• Work instructions:
Please update the part of the rows that opens with the line containing "Place a point on the bare" and closes with the line containing "<point>208,541</point>" by changing "bare tree" to "leafless tree" and keeping everything else the same. Return only those lines.

◆ ◆ ◆ ◆

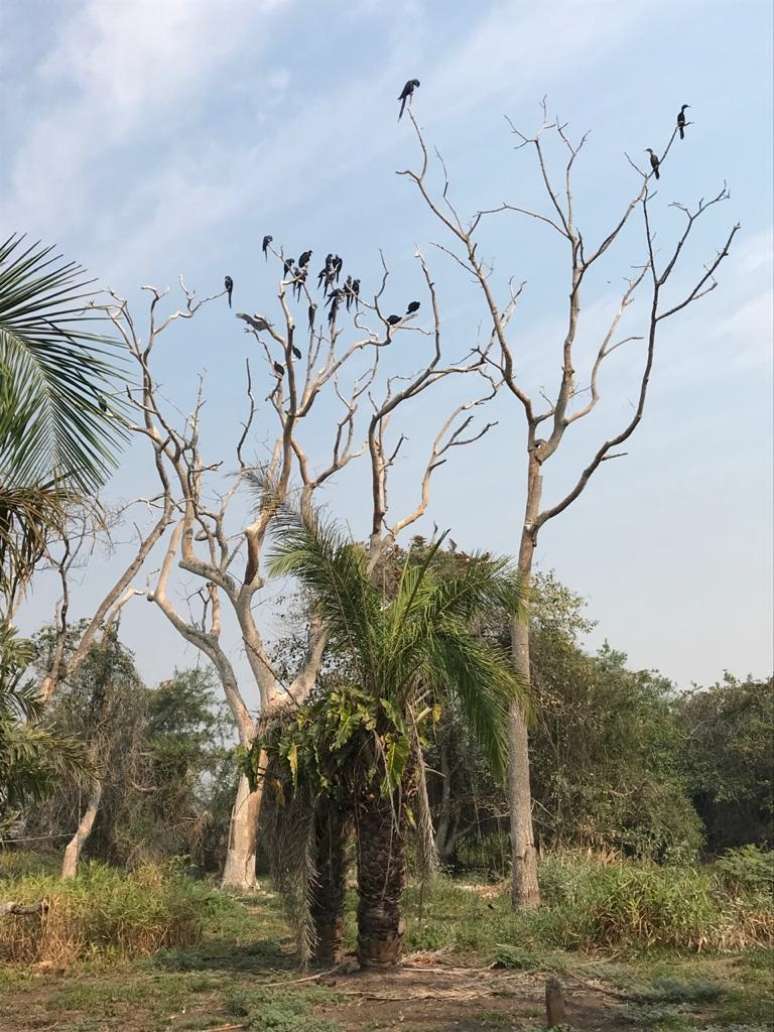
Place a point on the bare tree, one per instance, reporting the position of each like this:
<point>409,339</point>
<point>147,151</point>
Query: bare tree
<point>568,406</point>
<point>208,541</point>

◆ ◆ ◆ ◆

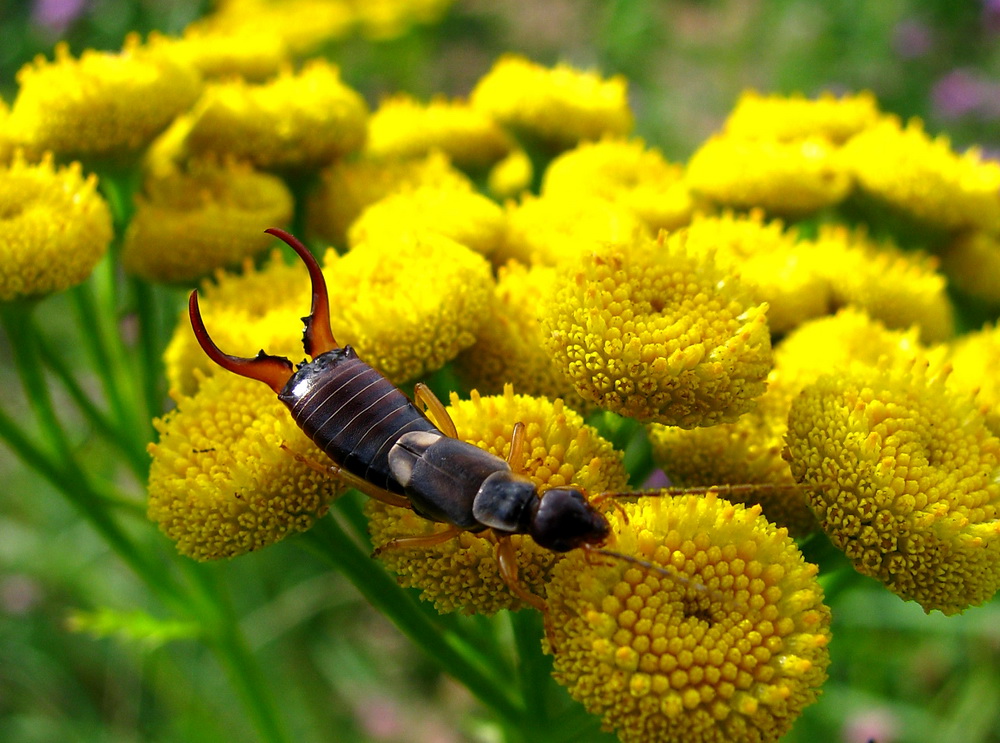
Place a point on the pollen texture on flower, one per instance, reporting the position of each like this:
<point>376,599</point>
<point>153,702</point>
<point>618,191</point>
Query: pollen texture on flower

◆ ◆ ◆ ◆

• The completed task:
Place a point on the leafless tree, one per instance, reporting the position of each like this:
<point>409,339</point>
<point>147,151</point>
Query: leafless tree
<point>568,406</point>
<point>208,541</point>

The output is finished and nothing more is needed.